> Tasks and exercises
(A) In the passage below about Tudor life and monastery work, translate this sentence into Spanish: "Life in a Benedictine monastery was based around a strict routine and time management was vital."
(B) Pick up the episode summary about Tudor life below right after its last words, not the lines that follow it, and write the next part.

> Passage shown
In episode three the team focus on preparing the staple foods of everyday Tudor life: bread and ale. A hard-working Tudor farmer could consume a two pound loaf and drink eight pints of weak ale in a day. With the monasteries owning much of the farmland Ruth, Peter and Tom are well aware of the importance of praying for a successful harvest. They join their fellow parishioners in the tradition of 'beating the bounds' - circling the parish boundary while praying for a good yield. Life in a Benedictine monastery was based around a strict routine and time management was vital. Tom and Peter meet Abbot Aidan Bellenger to find out how this was done. Tom visits a foundry to help in casting a new bell, while Peter visits the British Horological Institute to see how a 13th-century mechanical clock works. Peter helps bee expert Paul Hand harvest the beeswax used to make candles for the monastery. Paul shows him how to make the candles whose pure, clean flame represented the light of God.

Ep04.

> Source information
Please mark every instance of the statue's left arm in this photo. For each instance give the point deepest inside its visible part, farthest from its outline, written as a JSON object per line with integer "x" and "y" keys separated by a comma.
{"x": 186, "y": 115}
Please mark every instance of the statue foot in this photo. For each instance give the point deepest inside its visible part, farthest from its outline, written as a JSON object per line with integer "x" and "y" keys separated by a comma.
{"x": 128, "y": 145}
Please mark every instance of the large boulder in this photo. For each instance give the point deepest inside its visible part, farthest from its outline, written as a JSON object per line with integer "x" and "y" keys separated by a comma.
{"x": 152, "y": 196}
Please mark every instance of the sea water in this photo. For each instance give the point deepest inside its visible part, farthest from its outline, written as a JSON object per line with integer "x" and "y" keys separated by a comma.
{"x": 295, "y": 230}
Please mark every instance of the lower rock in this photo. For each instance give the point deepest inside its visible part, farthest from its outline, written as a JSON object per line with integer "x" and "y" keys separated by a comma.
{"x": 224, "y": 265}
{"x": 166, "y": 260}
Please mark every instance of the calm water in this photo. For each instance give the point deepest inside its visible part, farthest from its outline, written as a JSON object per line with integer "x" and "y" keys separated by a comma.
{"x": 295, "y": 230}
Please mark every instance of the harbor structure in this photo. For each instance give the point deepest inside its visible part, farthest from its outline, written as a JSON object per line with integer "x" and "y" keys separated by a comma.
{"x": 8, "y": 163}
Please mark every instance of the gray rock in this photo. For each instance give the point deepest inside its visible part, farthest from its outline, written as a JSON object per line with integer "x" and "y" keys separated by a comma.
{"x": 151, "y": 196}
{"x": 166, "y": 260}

> Numbered answers
(A) La vida en un monasterio benedictino se basaba en una rutina estricta y la gestión del tiempo era vital.

(B)
The team are working under the eye of a monastic landlord, learning to master the landscape away from the farm in order to supplement their income. The monasteries' lands covered a variety of terrain, which would need to be exploited by the tenant farmer to raise income for themselves and the monastery. Lead was an important building material and Tom and Peter mine their own using Tudor techniques, while Ruth makes a stained glass window. Later Ruth makes baskets to catch eels in and sets about trying to find some. Back on the farm, the team learn how aspirational tenant farmers would have decorated and embellished their farmhouses, and Ruth produces a wall hanging. Meanwhile, Tom experiments with a camera obscura so his portrait can be produced in the Renaissance style that was becoming all the rage in Tudor England.

Tudor Monastery Farm s01e04

Ep05.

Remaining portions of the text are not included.